start EXERCISE MATERIAL

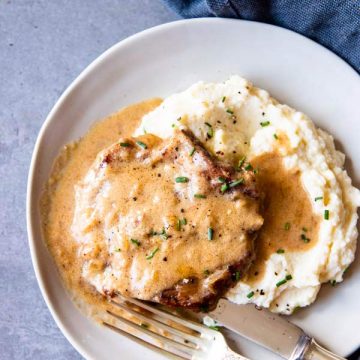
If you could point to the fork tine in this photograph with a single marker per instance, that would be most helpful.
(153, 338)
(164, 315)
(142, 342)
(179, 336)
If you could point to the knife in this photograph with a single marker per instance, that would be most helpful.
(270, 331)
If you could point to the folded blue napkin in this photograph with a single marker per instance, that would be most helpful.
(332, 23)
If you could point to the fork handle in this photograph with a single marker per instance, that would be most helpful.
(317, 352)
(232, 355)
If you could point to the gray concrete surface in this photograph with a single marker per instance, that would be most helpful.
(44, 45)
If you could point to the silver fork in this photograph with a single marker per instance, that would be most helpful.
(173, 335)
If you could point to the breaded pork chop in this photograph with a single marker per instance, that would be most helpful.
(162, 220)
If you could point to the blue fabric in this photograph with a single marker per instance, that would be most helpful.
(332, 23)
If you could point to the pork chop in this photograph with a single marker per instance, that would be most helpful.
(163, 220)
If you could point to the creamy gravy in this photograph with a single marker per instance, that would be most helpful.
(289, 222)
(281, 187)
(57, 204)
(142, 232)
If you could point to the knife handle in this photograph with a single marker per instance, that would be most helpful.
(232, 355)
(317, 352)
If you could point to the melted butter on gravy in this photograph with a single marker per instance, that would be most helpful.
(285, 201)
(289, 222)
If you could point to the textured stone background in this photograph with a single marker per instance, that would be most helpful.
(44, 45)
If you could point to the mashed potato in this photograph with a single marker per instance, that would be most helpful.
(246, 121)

end EXERCISE MATERIAL

_PROMPT_.
Reproduce the full listing faithfully, but do not carry over any pictures.

_EXERCISE RESPONSE_.
If you could point to the fork tine in this photograph with a single marker per instance, that would be most helpful.
(153, 338)
(164, 315)
(142, 342)
(179, 336)
If you could point to the knife in this photograph with a single marker per instance, that would be most helpful.
(270, 331)
If you could point to the folded blue napkin in this photograph with a single marker per instance, that would be most helpful.
(332, 23)
If you could point to the fork handle in this photograph with a single marker per instance, that would be most helpful.
(317, 352)
(232, 355)
If you could point to the gray concrete surface in this photograph with a single marker per instance, that would be most helpful.
(44, 45)
If you could point to the silver fork in this photograph with a single marker per instance, that would be most helpful.
(173, 335)
If you could point to the breaded pork chop in this photograph with a single marker per instance, that would be most helpful.
(162, 220)
If you could point to the blue fabric in this photograph with a single marker per instance, that would be most helpful.
(332, 23)
If you could point to the pork chop in this photograph with a single marker per instance, that would be most helpful.
(163, 220)
If you could point to the creamy gravy in this photograph with a single marker per instance, that would be most helpful.
(289, 222)
(281, 187)
(57, 204)
(142, 232)
If you could point to the knife handle in this photograph with a single marker per instance, that would be most helpful.
(232, 355)
(317, 352)
If you could point to the melted butter on gravy in this photograph with a single marker per instance, that would be most helpful.
(285, 201)
(289, 222)
If you could point to the textured stone background in this photograph with a single marker per instance, that would be most helpful.
(44, 45)
If you could point to the mashed potato in this photograph with a single marker per instance, that would be most helpful.
(246, 121)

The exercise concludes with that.